SHORT EXERCISE:
Please quote only the lines that start at the one with "of the second" and go on to the last line of the data, both ends kept.

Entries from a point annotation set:
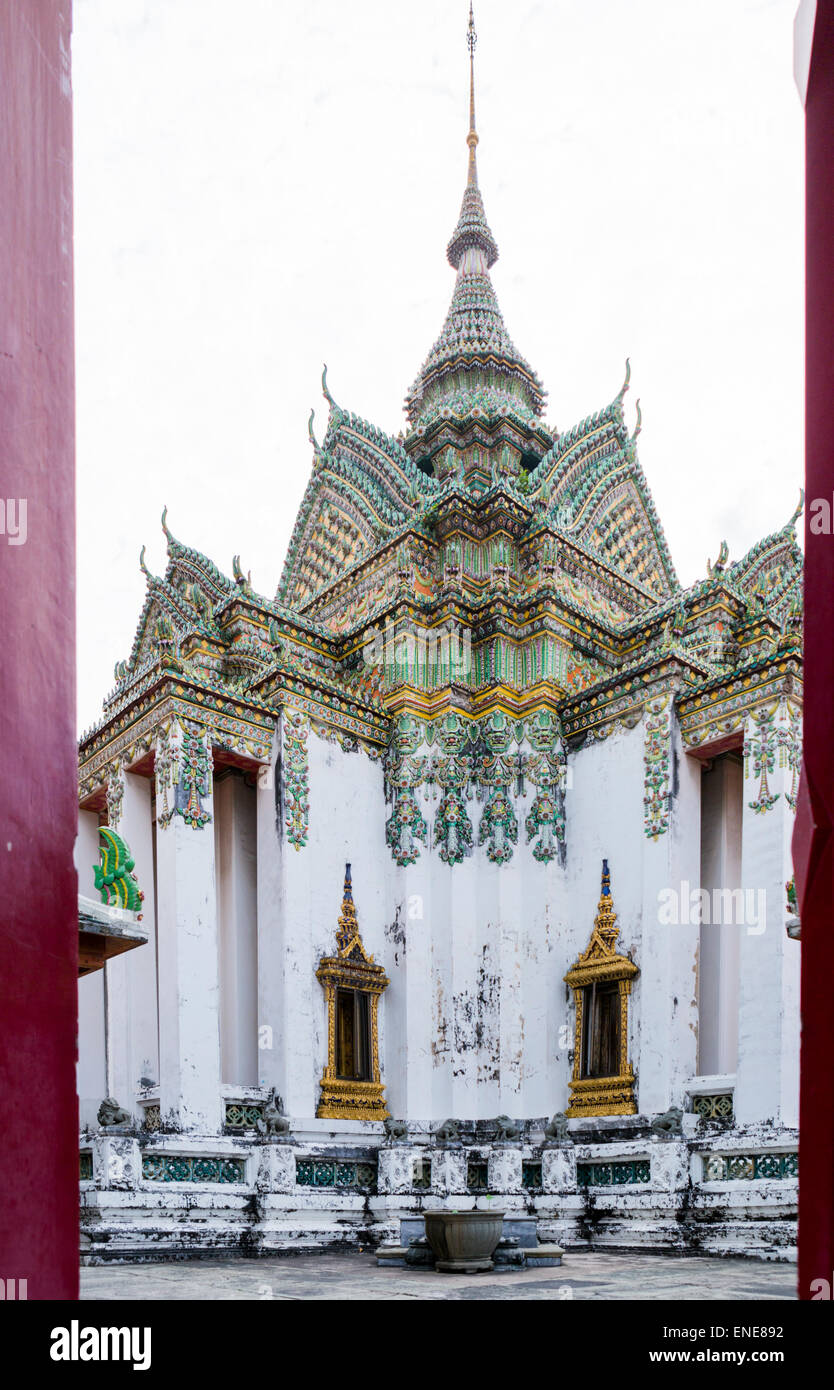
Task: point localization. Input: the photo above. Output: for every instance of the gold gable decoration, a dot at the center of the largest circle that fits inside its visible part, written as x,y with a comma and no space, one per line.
352,969
601,965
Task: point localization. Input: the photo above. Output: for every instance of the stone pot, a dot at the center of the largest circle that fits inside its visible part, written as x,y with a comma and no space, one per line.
463,1241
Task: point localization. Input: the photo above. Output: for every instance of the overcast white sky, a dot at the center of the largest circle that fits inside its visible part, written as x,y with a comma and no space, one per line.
266,185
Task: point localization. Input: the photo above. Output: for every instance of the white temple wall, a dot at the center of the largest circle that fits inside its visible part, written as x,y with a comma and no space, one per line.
666,990
138,969
235,831
188,973
605,820
719,952
92,1050
345,826
767,1079
271,929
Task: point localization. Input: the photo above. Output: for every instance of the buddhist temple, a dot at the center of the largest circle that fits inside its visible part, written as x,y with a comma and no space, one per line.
463,856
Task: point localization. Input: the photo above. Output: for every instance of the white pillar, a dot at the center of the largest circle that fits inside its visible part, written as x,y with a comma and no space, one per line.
767,1075
189,990
117,1009
235,830
720,873
92,1048
270,929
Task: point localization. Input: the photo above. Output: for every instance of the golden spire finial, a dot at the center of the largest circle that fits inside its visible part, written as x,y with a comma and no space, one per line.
473,135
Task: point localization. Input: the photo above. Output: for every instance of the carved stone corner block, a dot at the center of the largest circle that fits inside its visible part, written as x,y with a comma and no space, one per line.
503,1169
448,1171
559,1169
275,1168
670,1165
398,1168
117,1162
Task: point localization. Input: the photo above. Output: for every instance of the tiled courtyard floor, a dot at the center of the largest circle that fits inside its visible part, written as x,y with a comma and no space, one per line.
357,1276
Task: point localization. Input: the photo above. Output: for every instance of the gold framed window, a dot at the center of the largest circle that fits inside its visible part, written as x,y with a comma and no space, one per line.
352,1086
601,982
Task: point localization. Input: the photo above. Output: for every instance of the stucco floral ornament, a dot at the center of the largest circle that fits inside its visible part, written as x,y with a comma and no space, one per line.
453,829
499,827
545,820
405,829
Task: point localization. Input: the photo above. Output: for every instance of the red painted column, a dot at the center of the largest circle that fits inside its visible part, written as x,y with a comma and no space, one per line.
812,843
38,805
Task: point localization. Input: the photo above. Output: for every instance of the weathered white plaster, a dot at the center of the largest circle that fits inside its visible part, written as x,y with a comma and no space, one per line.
189,990
235,847
767,1075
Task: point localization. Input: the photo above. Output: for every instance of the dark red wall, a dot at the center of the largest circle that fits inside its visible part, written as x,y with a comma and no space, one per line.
38,806
815,862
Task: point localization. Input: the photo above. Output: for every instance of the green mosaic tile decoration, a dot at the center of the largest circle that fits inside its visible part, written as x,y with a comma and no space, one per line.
421,1175
178,1168
713,1107
477,1178
613,1175
531,1175
327,1172
243,1116
722,1168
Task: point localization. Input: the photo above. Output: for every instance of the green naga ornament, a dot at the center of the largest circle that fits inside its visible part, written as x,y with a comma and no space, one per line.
114,877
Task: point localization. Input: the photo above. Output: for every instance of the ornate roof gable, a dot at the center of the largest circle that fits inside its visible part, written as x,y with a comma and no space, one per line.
595,489
772,569
363,488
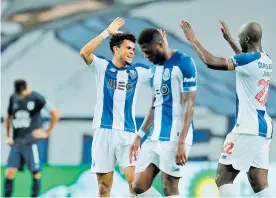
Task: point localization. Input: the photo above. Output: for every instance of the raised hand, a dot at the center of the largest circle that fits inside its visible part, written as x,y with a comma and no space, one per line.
188,31
164,36
114,27
225,31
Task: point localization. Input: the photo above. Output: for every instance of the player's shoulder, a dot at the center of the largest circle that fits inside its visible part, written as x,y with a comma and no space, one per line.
245,58
36,95
140,66
100,59
183,61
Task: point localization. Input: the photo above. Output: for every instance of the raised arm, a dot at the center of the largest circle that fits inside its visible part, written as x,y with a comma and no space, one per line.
227,36
87,51
210,60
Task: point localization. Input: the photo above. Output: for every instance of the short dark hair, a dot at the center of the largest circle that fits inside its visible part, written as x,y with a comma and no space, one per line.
20,85
117,39
148,35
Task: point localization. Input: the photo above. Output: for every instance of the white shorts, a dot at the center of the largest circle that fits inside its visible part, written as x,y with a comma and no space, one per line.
110,146
162,154
244,150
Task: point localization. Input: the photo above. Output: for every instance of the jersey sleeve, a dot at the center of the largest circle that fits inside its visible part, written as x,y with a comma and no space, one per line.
143,73
240,61
187,75
98,64
40,101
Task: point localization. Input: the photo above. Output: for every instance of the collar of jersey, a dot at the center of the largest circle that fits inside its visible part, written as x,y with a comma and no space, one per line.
111,63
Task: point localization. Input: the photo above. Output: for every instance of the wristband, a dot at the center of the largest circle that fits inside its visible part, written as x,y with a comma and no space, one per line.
104,34
141,133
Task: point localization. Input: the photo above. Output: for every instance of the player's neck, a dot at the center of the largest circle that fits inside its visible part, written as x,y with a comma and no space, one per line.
118,64
168,53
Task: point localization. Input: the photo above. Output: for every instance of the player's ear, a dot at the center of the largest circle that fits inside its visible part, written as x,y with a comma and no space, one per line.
247,39
116,50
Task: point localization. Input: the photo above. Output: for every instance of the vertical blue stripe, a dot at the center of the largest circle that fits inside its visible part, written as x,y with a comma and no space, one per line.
130,91
272,130
152,128
152,72
237,107
107,114
262,123
166,119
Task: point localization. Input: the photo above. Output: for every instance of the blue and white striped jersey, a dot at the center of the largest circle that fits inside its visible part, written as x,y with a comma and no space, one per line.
253,73
117,93
169,81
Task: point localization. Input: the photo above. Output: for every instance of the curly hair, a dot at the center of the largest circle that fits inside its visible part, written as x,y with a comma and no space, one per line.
117,39
149,35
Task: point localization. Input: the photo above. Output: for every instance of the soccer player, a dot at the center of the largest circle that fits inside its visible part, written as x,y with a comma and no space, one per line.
173,81
23,115
246,147
114,119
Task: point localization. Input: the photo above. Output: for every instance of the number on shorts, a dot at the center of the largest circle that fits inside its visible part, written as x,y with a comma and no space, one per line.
262,96
227,148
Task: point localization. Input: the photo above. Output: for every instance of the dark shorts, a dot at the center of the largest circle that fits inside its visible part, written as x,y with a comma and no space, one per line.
24,154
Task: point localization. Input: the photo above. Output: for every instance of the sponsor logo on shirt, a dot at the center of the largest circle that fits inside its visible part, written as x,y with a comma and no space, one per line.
166,74
192,79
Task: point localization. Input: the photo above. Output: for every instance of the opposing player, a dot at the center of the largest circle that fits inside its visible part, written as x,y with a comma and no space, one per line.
114,121
173,80
23,116
246,148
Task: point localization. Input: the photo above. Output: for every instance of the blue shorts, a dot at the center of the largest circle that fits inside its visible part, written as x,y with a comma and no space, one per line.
24,154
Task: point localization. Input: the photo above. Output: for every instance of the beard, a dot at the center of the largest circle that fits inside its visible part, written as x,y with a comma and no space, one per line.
159,58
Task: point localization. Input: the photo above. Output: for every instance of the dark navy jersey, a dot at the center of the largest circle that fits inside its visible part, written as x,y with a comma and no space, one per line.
24,114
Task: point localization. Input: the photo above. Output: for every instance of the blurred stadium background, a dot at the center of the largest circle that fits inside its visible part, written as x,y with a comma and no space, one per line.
40,41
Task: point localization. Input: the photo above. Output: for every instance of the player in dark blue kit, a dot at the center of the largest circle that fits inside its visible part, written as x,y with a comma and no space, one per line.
24,117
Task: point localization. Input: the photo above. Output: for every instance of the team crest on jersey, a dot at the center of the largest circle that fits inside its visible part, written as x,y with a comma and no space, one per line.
30,105
112,69
166,74
15,106
132,74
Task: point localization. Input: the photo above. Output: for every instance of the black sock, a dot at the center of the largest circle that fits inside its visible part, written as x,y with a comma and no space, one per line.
8,187
36,187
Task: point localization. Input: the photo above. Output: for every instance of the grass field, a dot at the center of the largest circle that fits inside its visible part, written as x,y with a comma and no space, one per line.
52,176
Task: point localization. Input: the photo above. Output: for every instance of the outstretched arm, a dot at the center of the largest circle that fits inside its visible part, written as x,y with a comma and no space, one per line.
210,60
87,51
227,36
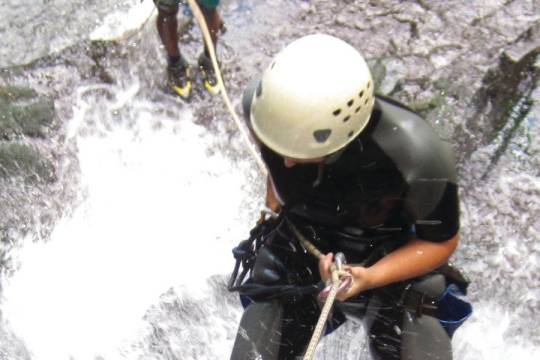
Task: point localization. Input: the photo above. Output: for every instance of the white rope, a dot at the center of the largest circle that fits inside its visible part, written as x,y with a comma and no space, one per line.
325,312
210,46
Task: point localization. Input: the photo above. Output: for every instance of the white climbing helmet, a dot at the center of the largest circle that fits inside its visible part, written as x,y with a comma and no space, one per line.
314,98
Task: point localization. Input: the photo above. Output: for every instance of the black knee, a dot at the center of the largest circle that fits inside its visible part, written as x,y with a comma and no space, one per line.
167,7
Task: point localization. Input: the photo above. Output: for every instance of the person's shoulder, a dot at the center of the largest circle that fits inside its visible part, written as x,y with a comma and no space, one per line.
411,141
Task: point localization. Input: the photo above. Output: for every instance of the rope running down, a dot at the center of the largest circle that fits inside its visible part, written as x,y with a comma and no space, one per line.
310,352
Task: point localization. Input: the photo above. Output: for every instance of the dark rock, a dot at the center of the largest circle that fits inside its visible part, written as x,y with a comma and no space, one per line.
19,160
23,112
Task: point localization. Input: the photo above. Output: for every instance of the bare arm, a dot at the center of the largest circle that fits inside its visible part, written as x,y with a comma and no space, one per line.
415,258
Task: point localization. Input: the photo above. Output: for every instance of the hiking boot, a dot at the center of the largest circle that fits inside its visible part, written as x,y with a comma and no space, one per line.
178,78
208,74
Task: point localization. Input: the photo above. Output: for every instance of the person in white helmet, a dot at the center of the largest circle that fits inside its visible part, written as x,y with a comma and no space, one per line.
353,173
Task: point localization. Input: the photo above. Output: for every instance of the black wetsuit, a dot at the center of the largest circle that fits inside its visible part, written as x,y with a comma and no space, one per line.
395,181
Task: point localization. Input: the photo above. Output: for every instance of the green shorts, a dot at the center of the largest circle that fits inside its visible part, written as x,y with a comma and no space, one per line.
171,6
209,4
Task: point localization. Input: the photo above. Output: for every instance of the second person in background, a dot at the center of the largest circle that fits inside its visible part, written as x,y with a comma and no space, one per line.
179,77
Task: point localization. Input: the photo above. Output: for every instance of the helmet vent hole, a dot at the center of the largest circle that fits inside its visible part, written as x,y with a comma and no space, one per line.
322,135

EXERCISE OUTPUT:
Task: point localization. Input: the photo above. Output: for every instance of the second person in background, a dot at the center of the largest circle that fits inside its visible part, written as x,y with a comma and no space, one per line.
179,77
Task: point localization. Input: the photo above. Output: for every instance of the helmet vent hole, a dot at the center of the largest circle that fits inside its visible part, written as x,y with a comma and no space, one per line.
322,135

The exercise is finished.